Aim of the task:
Below are some records. Print exactly the lines between the one holding "column 215, row 242" and the one holding "Reviewer note: verify that every instance of the buddha's feet", inclusive, and nothing else.

(Data listing Opens)

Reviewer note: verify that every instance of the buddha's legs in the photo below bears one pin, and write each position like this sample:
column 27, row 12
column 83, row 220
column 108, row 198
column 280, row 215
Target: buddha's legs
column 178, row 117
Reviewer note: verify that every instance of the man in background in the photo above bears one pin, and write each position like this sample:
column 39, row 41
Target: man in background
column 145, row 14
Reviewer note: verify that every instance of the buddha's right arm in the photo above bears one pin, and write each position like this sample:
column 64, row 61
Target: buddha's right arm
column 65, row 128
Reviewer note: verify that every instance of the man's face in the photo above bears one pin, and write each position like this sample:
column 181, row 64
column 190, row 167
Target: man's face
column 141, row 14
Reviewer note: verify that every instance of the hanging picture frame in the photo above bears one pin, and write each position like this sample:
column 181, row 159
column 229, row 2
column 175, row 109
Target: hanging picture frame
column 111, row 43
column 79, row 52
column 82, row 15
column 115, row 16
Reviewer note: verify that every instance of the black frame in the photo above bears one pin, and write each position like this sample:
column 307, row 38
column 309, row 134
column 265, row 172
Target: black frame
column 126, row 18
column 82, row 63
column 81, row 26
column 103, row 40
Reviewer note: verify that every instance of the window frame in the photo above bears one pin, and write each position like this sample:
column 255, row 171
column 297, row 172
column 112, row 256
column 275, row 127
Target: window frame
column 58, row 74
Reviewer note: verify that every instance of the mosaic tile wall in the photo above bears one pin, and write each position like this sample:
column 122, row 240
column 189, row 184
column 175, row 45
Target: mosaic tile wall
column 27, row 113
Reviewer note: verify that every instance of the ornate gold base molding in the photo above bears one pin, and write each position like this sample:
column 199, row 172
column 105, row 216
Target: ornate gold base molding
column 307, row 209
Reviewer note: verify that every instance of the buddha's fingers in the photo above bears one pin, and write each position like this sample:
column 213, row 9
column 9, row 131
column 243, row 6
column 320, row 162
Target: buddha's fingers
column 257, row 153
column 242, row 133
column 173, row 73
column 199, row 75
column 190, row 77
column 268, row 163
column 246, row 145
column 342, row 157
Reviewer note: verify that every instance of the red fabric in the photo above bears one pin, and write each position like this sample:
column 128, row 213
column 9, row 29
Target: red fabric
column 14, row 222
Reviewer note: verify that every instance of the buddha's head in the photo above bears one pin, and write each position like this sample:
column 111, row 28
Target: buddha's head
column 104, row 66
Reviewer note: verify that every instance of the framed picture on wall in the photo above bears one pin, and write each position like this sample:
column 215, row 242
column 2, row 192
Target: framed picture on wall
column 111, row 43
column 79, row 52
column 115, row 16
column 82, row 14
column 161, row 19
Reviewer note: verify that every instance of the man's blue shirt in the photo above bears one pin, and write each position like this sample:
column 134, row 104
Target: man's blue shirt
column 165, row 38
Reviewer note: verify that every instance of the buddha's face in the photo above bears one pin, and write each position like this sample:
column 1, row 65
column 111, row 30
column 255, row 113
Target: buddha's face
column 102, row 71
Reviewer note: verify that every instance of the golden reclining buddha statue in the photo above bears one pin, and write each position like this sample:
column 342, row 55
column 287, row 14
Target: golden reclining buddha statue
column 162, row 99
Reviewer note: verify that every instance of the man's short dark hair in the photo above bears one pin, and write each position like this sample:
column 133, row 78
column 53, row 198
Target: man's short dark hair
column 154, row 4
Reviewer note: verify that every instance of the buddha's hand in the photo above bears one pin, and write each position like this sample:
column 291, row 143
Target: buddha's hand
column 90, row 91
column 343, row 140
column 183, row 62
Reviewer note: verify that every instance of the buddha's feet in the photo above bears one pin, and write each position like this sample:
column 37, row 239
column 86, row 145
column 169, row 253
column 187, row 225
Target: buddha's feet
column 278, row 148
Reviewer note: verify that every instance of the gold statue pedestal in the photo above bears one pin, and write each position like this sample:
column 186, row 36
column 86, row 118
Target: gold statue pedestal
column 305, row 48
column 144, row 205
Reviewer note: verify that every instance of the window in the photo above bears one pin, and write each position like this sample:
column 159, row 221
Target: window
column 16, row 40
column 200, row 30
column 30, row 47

(Data listing Closes)

Task answer:
column 215, row 242
column 2, row 192
Target: framed picture on wall
column 111, row 43
column 79, row 52
column 115, row 16
column 82, row 14
column 161, row 19
Reviewer note: verify that every instance of the man's blue shirt in the photo above bears one pin, and write each position like this sample:
column 134, row 104
Target: man's blue shirt
column 165, row 38
Reviewer note: verify that every instance of the buddha's face in the photo above bears one pin, and write each position like this sample:
column 1, row 65
column 111, row 30
column 255, row 113
Target: buddha's face
column 102, row 71
Reviewer note: verify that every instance of the golden reclining buddha statue in the photo above bears one pin, and write each position like this sample:
column 342, row 55
column 287, row 14
Target: golden reclining buddha statue
column 162, row 99
Reviewer note: verify that every instance of the man's short dark hair in the photo above bears one pin, and write each position like this sample:
column 133, row 78
column 53, row 198
Target: man's short dark hair
column 154, row 4
Reviewer note: verify that every instance of the buddha's hand in the photo above bears one pin, and write each position like this sample:
column 291, row 143
Target: buddha's hand
column 90, row 91
column 343, row 140
column 183, row 62
Reviewer note: verify that every instance of the buddha's feet in the photo above bears one pin, and write each position like this sample:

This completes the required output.